# [Stored dataset items]

• • • •

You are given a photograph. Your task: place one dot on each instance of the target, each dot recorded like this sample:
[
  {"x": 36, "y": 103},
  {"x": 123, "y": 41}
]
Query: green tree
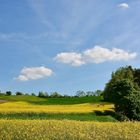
[
  {"x": 19, "y": 93},
  {"x": 123, "y": 90},
  {"x": 43, "y": 94},
  {"x": 80, "y": 93},
  {"x": 55, "y": 95},
  {"x": 8, "y": 93}
]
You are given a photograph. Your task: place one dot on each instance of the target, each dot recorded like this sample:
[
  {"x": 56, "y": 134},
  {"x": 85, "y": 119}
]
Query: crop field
[
  {"x": 67, "y": 130},
  {"x": 33, "y": 118}
]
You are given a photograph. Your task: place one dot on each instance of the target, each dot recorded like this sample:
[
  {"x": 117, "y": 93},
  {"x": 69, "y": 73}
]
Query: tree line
[
  {"x": 79, "y": 93},
  {"x": 123, "y": 89}
]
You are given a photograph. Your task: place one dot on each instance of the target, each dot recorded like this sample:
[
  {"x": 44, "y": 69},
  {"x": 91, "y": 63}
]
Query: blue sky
[{"x": 66, "y": 45}]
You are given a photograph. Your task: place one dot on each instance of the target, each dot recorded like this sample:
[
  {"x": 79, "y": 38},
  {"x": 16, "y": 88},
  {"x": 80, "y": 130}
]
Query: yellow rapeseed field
[
  {"x": 76, "y": 108},
  {"x": 68, "y": 130}
]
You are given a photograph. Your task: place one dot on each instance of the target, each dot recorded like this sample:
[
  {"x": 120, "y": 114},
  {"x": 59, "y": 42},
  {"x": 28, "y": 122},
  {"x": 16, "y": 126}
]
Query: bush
[
  {"x": 8, "y": 93},
  {"x": 55, "y": 95},
  {"x": 19, "y": 93},
  {"x": 43, "y": 94}
]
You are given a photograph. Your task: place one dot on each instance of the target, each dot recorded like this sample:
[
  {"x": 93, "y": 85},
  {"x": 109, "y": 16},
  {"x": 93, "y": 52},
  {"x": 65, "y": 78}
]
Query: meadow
[{"x": 85, "y": 118}]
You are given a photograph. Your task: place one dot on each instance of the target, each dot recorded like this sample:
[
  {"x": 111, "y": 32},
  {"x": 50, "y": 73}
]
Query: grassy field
[
  {"x": 86, "y": 118},
  {"x": 52, "y": 101},
  {"x": 67, "y": 130},
  {"x": 28, "y": 107}
]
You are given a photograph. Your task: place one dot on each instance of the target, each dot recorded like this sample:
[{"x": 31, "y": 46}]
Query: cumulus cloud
[
  {"x": 123, "y": 5},
  {"x": 96, "y": 55},
  {"x": 34, "y": 73},
  {"x": 75, "y": 59},
  {"x": 99, "y": 54}
]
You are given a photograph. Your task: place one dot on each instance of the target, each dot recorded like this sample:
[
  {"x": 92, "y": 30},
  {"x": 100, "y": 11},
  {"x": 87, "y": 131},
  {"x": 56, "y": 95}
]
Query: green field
[
  {"x": 86, "y": 118},
  {"x": 74, "y": 108}
]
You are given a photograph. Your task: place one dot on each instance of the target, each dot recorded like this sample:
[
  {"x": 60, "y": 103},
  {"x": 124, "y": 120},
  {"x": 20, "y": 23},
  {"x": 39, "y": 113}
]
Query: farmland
[{"x": 85, "y": 118}]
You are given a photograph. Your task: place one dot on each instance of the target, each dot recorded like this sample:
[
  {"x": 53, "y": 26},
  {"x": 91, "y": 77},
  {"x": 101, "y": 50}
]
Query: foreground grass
[{"x": 67, "y": 130}]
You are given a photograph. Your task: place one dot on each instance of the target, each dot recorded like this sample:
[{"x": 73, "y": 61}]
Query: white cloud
[
  {"x": 123, "y": 5},
  {"x": 96, "y": 55},
  {"x": 75, "y": 59},
  {"x": 34, "y": 73},
  {"x": 99, "y": 54}
]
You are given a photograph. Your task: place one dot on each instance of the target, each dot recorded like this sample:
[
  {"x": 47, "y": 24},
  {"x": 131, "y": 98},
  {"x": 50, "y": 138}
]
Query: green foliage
[
  {"x": 53, "y": 101},
  {"x": 8, "y": 93},
  {"x": 55, "y": 95},
  {"x": 58, "y": 116},
  {"x": 80, "y": 93},
  {"x": 124, "y": 91},
  {"x": 19, "y": 93},
  {"x": 43, "y": 94}
]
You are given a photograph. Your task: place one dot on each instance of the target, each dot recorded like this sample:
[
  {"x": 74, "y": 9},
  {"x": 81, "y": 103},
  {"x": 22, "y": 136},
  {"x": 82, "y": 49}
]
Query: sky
[{"x": 66, "y": 45}]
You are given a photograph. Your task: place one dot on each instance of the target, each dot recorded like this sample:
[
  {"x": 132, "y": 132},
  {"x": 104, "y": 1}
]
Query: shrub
[
  {"x": 19, "y": 93},
  {"x": 8, "y": 93}
]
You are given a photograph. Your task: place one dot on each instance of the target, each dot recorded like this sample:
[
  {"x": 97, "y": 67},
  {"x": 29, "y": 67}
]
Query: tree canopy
[{"x": 123, "y": 89}]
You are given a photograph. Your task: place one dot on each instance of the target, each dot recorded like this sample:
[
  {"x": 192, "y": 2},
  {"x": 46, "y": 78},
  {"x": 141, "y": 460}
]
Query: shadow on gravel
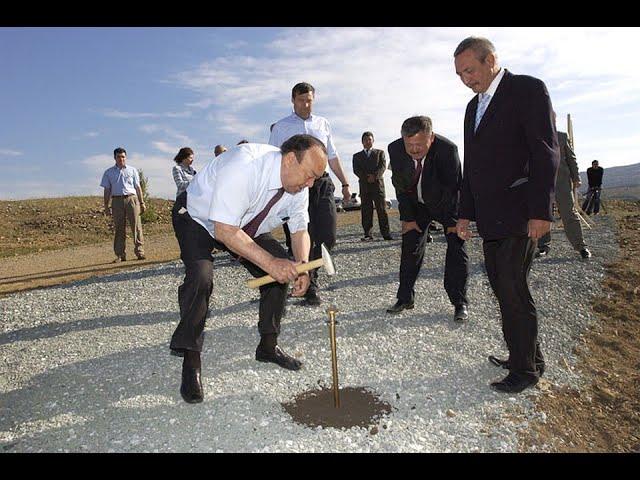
[{"x": 55, "y": 329}]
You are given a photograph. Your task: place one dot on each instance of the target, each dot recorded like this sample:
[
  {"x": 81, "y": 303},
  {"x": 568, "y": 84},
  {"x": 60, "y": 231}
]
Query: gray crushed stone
[{"x": 86, "y": 366}]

• • • •

# [Instructions to follow]
Your copy of the data above should match it exactly, apart from the images.

# [Answer section]
You are given a photograph. Your task: place one dot on each instance of the target, each dot recorded like this sample:
[
  {"x": 36, "y": 103},
  {"x": 123, "y": 41}
]
Query: green tree
[
  {"x": 19, "y": 93},
  {"x": 123, "y": 90},
  {"x": 43, "y": 94},
  {"x": 80, "y": 93},
  {"x": 55, "y": 95},
  {"x": 8, "y": 93}
]
You are given a photograph. Your task: place one dot on each instance of the target, each dot recorded like this sample:
[
  {"x": 56, "y": 134},
  {"x": 85, "y": 119}
]
Query: crop field
[
  {"x": 67, "y": 130},
  {"x": 33, "y": 118}
]
You are given a photograph. Your task: place one dot on each instance of the target, each dot recorded like this sample:
[
  {"x": 117, "y": 93},
  {"x": 69, "y": 73}
]
Query: tree line
[
  {"x": 79, "y": 93},
  {"x": 123, "y": 89}
]
You are given a photograph. Your task: place one dot on each instance of the target, each dot recorded like this sample:
[
  {"x": 44, "y": 69},
  {"x": 91, "y": 63}
]
Query: blue sky
[{"x": 66, "y": 45}]
You are given a photograph. Your task: place one dot on each instance of the target, each dot recorded like this sample:
[
  {"x": 79, "y": 38},
  {"x": 16, "y": 88},
  {"x": 80, "y": 130}
]
Query: yellow rapeseed field
[
  {"x": 76, "y": 108},
  {"x": 68, "y": 130}
]
You are given a photograph. Your task: place one dot on each instance of the target, each dot recorded like this sample:
[
  {"x": 120, "y": 114},
  {"x": 59, "y": 42},
  {"x": 28, "y": 122},
  {"x": 16, "y": 126}
]
Query: bush
[
  {"x": 8, "y": 93},
  {"x": 55, "y": 95},
  {"x": 19, "y": 93},
  {"x": 43, "y": 94}
]
You are given a photograph. Your task: place one dot on each instance of the target, each dot recorded like this sample:
[
  {"x": 93, "y": 85},
  {"x": 109, "y": 16},
  {"x": 93, "y": 52},
  {"x": 65, "y": 78}
]
Query: meadow
[{"x": 85, "y": 118}]
You are given a photograph. Your task: place one dot on each instance of the target, each dot recorded like this sample:
[
  {"x": 111, "y": 32},
  {"x": 50, "y": 73}
]
Query: grassy field
[
  {"x": 86, "y": 118},
  {"x": 52, "y": 101},
  {"x": 67, "y": 130},
  {"x": 28, "y": 107}
]
You are given a photograph. Your task: place one dot on each instance of the target, each dot recorded like this sample:
[{"x": 31, "y": 46}]
Query: cumulus cloud
[
  {"x": 123, "y": 5},
  {"x": 96, "y": 55},
  {"x": 34, "y": 73},
  {"x": 75, "y": 59},
  {"x": 99, "y": 54}
]
You are given a photograph. Your task: place one dot on each instance of the target, each dot recorded like this sample:
[
  {"x": 92, "y": 30},
  {"x": 100, "y": 11},
  {"x": 87, "y": 131},
  {"x": 56, "y": 95}
]
Query: green field
[
  {"x": 86, "y": 118},
  {"x": 74, "y": 108}
]
You are given a photograph. Your task: place one dot on each instance of the target, each dot recorded like this sample:
[
  {"x": 60, "y": 103},
  {"x": 124, "y": 120},
  {"x": 20, "y": 23},
  {"x": 39, "y": 113}
]
Query: farmland
[{"x": 85, "y": 118}]
You are given a photograph. Your task: place one dot on each instance of the target, each dot recorded like this sample:
[
  {"x": 53, "y": 26},
  {"x": 91, "y": 77},
  {"x": 101, "y": 50}
]
Query: foreground grass
[{"x": 67, "y": 130}]
You are given a photograph. Your task: place one dot on each instance of the target, each dot recorded like this sample:
[{"x": 73, "y": 61}]
Query: white cloud
[
  {"x": 123, "y": 5},
  {"x": 96, "y": 55},
  {"x": 75, "y": 59},
  {"x": 34, "y": 73},
  {"x": 99, "y": 54}
]
You are given a photograph. Your task: place one dot on each instance of the target, each dot recorded like this sample:
[
  {"x": 47, "y": 24},
  {"x": 131, "y": 98},
  {"x": 50, "y": 138}
]
Query: green foliage
[
  {"x": 53, "y": 101},
  {"x": 8, "y": 93},
  {"x": 55, "y": 95},
  {"x": 58, "y": 116},
  {"x": 80, "y": 93},
  {"x": 124, "y": 91},
  {"x": 19, "y": 93},
  {"x": 43, "y": 94}
]
You are given a photograph. Your task: place one dot on each instance of the target, each dot recorded like this sample:
[
  {"x": 74, "y": 9},
  {"x": 81, "y": 103},
  {"x": 22, "y": 136},
  {"x": 82, "y": 49}
]
Query: sky
[{"x": 66, "y": 45}]
You are given a photograph. Your task: place one dot on each instance of the target, each dot recorded like this sample:
[
  {"x": 132, "y": 132},
  {"x": 104, "y": 1}
]
Query: shrub
[
  {"x": 19, "y": 93},
  {"x": 8, "y": 93}
]
You are given a photograph. Your task: place one dot on each instance of the target, each dot recorded like this sample:
[
  {"x": 97, "y": 67},
  {"x": 29, "y": 67}
]
Query: tree canopy
[{"x": 123, "y": 89}]
You are given a photograph. Your task: place one dot on each instance of the target, each dot recorded like this sample:
[
  {"x": 192, "y": 2},
  {"x": 46, "y": 78},
  {"x": 141, "y": 460}
]
Query: shadow on gravel
[{"x": 55, "y": 329}]
You are given a photograph. Your task: place one dot on each instance of the target, each dot recorded like this sample:
[
  {"x": 81, "y": 303},
  {"x": 568, "y": 84},
  {"x": 60, "y": 231}
]
Query: gray crushed stone
[{"x": 86, "y": 366}]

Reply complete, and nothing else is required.